● **Requirement 1**:
Decide whether each statement below agrees with the letter opposing the Credit Card Competition Act. Answer yes or no for each one, and quote the deciding words from the letter.
(a) The bill was introduced by Senators Dick Durbin and Roger Marshall.
(b) The letter says the bill would increase the number of credit card issuers competing for consumers' business.
(c) The amendment is being offered to a bill now under consideration in the House.
● **Requirement 2**: Continue the letter opposing the Credit Card Competition Act, picking up right after its final sentence.

● **Passage to read**:
******

Dear Majority Leader Schumer, Minority Leader McConnell, Speaker McCarthy, and Minority Leader Jeffries:

The American Bankers Association, Association of Military Banks of America, Bank Policy Institute, Consumer Bankers Association, Credit Union National Association, Defense Credit Union Council, Electronic Payments Coalition, Independent Community Bankers of America, Mid-size Bank Coalition of America, National Association of Federally-Insured Credit Unions, and National Bankers Association write to express our strong opposition to the “Credit Card Competition Act of 2023” S. 1838 introduced by Senators Dick Durbin and Roger Marshall, now being offered as Amendment #1161 to–the Military Construction, Veterans Affairs, and Related Agencies Appropriations Act (H.R. 4366) currently being considered by the Senate. As with the National Defense Authorization Act (NDAA) earlier this year, the amendment sponsors are once again jeopardizing important defense related legislation, while attempting to enrich the largest multinational retailers.

Far from increasing competition in the credit card marketplace, this legislation will hurt consumers and benefit big box retailers by reducing the number of credit card issuers competing for consumers’ business, removing a consumer’s choice of preferred card network, wringing out the competitive differences among card products, limiting popular credit card rewards programs, and putting the nation’s private-sector payments system under the micromanagement of the Federal Reserve Board. The Durbin-Marshall bill accomplishes this by using legislation to circumvent the free market to award private-sector contracts to a small handful of the sponsors’ favored payment networks to pad the profits of the largest e-commerce1 and multi-national2 retailers who are raising prices on American families far more than the real rate of inflation3 . As then-Federal Reserve Board Vice Chair Lael Brainard stated last fall, retailer profits recently neared their highest levels since World War II , but the global retail giants are demanding that Washington intervene on their behalf, even as they reject measures to cap their sudden retail price increases.

Contrary to its sponsors’ misguided claims, the adverse effects of this bill are clear: fewer options for consumers, greater threats to consumer data and privacy, weakened community banks and credit unions, and the disappearance of card rewards programs that families of all income levels use to stretch their budgets.

******

● **Supplied information**:
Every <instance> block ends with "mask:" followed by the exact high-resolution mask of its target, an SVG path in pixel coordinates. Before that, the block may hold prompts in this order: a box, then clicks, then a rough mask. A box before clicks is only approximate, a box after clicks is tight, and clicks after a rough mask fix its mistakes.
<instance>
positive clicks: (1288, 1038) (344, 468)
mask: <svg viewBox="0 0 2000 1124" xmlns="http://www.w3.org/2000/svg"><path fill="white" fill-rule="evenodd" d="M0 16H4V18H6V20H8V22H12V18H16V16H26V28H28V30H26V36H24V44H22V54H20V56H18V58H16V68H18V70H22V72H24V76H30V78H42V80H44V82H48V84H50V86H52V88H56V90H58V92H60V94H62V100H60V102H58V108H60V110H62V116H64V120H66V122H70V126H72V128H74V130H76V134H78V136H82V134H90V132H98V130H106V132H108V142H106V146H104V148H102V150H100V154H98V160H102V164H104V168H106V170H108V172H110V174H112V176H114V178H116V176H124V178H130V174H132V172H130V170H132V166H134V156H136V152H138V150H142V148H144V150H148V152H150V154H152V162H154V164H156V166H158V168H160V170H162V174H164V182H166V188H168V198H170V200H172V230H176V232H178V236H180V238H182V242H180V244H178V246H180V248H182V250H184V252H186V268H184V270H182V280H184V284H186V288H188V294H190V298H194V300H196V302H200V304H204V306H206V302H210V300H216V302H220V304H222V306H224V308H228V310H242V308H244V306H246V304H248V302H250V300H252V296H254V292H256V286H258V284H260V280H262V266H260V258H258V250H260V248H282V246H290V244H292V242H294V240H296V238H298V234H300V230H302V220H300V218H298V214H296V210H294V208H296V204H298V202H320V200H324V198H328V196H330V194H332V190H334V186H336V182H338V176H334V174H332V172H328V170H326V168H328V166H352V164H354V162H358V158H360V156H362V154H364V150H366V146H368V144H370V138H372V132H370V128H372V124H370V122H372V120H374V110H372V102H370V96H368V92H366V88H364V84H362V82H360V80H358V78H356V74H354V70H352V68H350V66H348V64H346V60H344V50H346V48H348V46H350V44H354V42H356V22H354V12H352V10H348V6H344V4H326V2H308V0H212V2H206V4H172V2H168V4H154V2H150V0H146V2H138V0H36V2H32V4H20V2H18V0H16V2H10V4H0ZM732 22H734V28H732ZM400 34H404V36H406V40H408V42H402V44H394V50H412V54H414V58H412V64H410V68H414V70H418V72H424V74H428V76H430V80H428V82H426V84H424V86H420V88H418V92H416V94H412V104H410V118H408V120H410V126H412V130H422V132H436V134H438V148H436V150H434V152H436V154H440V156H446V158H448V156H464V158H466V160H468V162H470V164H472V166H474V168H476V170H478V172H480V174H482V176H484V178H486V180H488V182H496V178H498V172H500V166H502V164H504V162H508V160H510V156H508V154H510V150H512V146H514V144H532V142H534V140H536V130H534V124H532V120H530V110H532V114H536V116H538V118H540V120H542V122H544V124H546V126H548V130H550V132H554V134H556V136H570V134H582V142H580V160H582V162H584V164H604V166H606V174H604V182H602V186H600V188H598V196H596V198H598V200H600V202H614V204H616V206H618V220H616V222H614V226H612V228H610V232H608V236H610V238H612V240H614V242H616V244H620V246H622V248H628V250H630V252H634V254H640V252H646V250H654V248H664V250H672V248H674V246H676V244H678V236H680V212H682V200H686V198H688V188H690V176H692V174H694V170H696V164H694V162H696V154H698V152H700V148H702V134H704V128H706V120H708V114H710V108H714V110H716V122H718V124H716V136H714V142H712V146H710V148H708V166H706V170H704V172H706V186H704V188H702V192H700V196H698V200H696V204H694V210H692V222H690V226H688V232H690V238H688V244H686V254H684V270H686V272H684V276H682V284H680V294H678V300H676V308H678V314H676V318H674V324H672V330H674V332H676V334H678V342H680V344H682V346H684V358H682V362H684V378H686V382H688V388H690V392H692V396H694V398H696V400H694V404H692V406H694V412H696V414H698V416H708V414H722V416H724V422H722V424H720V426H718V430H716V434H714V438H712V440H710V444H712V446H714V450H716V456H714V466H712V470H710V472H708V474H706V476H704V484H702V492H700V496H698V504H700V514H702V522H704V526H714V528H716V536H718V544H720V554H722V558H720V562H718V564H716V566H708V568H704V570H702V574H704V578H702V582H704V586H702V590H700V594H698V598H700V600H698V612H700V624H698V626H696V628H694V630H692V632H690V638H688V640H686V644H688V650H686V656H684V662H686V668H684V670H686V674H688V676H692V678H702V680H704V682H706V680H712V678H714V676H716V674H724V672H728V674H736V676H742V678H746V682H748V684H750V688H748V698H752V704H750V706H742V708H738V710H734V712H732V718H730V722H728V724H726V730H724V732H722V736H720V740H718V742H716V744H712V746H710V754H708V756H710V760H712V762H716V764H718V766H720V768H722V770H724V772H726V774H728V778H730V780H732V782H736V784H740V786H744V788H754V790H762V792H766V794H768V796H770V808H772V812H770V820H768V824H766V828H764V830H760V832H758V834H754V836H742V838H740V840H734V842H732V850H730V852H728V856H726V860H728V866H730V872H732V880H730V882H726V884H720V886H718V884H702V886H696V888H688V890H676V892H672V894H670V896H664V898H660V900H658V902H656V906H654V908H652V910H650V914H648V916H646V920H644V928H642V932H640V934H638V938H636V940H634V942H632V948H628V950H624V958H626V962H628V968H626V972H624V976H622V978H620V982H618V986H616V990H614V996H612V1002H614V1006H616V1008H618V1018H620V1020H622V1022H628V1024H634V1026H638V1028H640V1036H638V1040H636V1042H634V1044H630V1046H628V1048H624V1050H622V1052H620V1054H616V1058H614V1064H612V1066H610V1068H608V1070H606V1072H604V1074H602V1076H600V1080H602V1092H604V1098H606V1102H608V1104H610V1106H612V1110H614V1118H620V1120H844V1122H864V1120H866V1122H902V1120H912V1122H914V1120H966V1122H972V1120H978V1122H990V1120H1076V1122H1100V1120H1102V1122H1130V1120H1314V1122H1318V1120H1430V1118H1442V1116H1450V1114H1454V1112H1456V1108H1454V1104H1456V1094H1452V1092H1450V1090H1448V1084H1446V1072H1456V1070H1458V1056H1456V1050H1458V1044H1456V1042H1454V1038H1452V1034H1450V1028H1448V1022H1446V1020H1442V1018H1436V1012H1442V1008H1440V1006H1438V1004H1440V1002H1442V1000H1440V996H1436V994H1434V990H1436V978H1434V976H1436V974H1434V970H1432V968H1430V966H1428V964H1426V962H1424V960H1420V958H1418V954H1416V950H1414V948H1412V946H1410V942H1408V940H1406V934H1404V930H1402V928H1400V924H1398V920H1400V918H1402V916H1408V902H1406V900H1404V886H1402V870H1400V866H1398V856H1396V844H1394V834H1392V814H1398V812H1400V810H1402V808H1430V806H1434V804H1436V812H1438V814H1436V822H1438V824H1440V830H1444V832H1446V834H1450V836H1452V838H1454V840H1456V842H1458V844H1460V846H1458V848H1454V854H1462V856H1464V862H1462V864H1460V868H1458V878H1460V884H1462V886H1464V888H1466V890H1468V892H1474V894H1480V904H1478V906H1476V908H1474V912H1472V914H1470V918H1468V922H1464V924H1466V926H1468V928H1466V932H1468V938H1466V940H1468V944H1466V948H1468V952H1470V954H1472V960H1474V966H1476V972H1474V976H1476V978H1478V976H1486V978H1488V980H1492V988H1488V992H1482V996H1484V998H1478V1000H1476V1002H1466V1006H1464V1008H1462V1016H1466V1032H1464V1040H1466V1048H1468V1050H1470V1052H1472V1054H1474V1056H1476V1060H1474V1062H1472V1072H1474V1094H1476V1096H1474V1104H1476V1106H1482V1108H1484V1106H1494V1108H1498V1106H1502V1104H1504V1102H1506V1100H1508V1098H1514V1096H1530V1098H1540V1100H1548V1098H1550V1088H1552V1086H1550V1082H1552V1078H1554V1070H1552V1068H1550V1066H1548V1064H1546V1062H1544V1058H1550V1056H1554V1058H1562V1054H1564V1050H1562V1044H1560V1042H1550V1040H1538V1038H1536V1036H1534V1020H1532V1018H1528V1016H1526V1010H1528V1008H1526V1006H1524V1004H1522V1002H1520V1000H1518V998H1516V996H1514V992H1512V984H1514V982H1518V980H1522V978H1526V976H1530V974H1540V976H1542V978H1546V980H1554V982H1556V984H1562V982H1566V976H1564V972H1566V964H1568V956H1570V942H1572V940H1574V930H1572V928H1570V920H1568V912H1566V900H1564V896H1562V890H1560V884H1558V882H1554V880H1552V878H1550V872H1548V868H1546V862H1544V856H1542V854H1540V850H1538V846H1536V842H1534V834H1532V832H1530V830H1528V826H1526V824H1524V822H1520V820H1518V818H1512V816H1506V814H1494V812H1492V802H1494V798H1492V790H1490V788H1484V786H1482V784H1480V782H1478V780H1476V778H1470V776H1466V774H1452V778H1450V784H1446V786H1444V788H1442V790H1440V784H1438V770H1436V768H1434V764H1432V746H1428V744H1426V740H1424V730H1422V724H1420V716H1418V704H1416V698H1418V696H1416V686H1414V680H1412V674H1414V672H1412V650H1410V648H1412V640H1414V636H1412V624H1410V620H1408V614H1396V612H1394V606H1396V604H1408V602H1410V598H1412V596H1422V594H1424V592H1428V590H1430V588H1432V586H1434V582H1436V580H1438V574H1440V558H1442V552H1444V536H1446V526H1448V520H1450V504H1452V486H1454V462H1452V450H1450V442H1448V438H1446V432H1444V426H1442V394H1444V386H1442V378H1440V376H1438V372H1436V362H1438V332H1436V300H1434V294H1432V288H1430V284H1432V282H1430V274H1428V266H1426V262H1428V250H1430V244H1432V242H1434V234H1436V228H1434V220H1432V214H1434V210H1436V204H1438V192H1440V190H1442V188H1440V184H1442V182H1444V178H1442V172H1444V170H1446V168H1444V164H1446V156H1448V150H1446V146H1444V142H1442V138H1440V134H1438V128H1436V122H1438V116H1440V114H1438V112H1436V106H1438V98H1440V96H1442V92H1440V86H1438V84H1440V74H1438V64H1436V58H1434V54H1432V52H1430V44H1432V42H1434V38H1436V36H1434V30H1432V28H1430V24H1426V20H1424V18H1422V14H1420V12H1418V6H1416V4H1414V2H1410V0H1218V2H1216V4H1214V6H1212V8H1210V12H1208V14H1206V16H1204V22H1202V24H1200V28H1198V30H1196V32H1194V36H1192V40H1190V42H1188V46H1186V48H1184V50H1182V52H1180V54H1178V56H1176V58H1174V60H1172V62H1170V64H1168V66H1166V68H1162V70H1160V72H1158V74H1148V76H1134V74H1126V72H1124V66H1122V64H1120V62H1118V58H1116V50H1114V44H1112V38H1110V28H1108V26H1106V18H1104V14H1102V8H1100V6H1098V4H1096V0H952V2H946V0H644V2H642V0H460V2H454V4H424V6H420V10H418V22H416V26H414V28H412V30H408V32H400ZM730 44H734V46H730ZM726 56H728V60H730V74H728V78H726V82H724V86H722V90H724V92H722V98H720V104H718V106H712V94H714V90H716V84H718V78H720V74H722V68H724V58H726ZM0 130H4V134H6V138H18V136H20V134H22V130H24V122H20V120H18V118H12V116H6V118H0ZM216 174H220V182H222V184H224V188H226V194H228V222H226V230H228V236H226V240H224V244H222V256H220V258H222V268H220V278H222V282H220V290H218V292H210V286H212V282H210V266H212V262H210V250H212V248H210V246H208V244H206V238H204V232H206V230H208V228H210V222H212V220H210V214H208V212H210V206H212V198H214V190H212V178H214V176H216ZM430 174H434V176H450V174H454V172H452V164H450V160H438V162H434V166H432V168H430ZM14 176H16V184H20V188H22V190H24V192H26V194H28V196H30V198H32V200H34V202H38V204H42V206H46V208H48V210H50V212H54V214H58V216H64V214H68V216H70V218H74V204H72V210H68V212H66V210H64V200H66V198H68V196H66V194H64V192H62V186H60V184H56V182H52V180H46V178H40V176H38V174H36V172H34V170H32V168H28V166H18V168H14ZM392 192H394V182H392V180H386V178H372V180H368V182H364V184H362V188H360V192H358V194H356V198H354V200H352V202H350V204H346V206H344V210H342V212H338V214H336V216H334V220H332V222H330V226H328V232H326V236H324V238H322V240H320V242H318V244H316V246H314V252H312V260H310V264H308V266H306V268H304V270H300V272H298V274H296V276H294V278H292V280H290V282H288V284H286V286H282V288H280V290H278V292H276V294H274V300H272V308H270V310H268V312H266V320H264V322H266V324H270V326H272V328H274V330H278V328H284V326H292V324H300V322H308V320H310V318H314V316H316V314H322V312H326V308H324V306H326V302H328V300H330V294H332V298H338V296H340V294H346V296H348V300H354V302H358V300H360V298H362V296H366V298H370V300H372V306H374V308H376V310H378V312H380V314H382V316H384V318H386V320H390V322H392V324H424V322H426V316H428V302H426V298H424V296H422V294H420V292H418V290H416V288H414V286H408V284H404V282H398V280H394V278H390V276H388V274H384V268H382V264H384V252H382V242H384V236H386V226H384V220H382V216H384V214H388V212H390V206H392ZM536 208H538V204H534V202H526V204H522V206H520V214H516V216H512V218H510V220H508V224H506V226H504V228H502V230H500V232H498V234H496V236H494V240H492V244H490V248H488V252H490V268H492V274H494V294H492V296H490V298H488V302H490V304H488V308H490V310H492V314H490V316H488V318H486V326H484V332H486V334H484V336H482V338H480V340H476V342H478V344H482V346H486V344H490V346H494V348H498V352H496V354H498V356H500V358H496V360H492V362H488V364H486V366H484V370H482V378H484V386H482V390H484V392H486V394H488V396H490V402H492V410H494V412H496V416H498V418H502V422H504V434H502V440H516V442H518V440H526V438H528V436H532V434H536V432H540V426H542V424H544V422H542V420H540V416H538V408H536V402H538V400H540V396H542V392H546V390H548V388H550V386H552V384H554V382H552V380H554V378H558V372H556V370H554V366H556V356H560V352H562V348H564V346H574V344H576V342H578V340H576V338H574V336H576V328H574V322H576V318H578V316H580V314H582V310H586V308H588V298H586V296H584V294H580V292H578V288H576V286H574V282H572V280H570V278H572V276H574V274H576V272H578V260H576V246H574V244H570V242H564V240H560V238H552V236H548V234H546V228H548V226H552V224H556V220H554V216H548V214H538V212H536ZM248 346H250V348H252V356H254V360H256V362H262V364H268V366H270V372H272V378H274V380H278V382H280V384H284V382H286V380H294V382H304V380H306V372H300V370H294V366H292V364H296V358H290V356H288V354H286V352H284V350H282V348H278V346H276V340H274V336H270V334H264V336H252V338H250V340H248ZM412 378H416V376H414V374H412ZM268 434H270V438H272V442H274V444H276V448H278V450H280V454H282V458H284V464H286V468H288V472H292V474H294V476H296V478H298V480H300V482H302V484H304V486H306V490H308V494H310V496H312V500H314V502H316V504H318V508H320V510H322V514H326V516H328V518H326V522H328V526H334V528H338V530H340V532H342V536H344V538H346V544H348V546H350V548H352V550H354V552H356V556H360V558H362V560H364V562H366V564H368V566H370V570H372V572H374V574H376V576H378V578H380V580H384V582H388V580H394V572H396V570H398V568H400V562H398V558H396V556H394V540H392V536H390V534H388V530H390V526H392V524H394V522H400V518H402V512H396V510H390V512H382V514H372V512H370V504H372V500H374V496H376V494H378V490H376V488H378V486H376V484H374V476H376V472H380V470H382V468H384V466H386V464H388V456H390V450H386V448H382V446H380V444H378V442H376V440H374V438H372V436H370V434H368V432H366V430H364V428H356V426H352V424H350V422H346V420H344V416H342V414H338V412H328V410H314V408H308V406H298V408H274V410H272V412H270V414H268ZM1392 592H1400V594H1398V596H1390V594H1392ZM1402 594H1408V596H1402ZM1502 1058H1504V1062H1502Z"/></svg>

******

● **Expected answer 1**:
(a) Yes: "introduced by Senators Dick Durbin and Roger Marshall"
(b) No: "reducing the number of credit card issuers competing for consumers’ business"
(c) No: "currently being considered by the Senate"

● **Expected answer 2**:
The federal government’s attempt to impose price controls by regulating interchange through Section 1075 (Durbin Amendment) of the Dodd-Frank Wall Street Reform and Consumer Protection Act (the DoddFrank Act) was the purest example of a failed government policy. If the goal of the requirement that credit unions and banks enter contractual relationships with many payment networks was to reduce costs to consumers, then it failed. The Durbin Amendment has resulted in additional compliance burdens and related business costs to financial institutions, a reduction in interchange revenue, and a massive transfer of money to the largest retailers. Since the enactment of the Durbin Amendment in 2010, the financial services industry (comprised of institutions of all sizes and charters) has been clear, consistent, and in lockstep in our opposition to that destructive policy. The Durbin-Marshall bill manages to take a bad policy and make it worse.

While big merchants are fighting against bicameral legislation that would scrutinize their spiraling price increases amid rocketing retail profits , they eagerly support the Durbin-Marshall federal price controls and fail to mention that credit card acceptance fees were recently reduced for small merchants and food stores. We urge you to reject this cynical manipulation of our nation’s payments system for narrow financial gain for the nation’s largest retailers.

Interchange is the Cost Merchants Pay for Services Provided

The merchant discount fee (MDF) is the cost that retailers pay to their financial institution or card processor in return for the many benefits associated with card acceptance: higher sales, a larger customer base, reduced risk associated with handling cash, reduced bounced checks, and guaranteed payment. The interchange fee is the portion of the MDF that the retailer’s financial institution pays to the cardholder’s credit union or bank for the service of utilizing the card system.

Merchants and consumers derive significant benefit from the current card system. In the moment the card is run for payment, the transaction is instantaneously authorized, cleared, and settled – but to make that possible, financial institutions incur operational costs for software, hardware, equipment, labor, network processing fees, and transaction monitoring. These costs, as well as billing and collection, data processing, fraud prevention, card replacement, customer inquiries, and customer service, are borne by the card issuer. The card-issuing financial institution ultimately bears responsibility for fraud and insufficient funds, while the merchant receives full, guaranteed payment for the goods and services rendered.

Merchants cannot receive these benefits for free. The interchange fee is the cost of participating in the card system. The credit card network allows merchants to avoid the cost of processing transactions and offers them quick, guaranteed payment. This saves merchants the trouble and risk of extending credit to customers, and it increases the number and value of sales they can make. The robust security features that make credit cards so appealing to consumers come at a cost.

Last year, the Federal Reserve published new research on credit card profitability, finding that net interchange revenues for card issuers are slightly negative – card issuers spend more on providing benefits to other parties in the transaction than they earn from transaction fees. The Net Transaction Margin (NTM) has declined over time because interchange fees have been more than offset by increasing expenses. In fact, NTM has been negative since 2016.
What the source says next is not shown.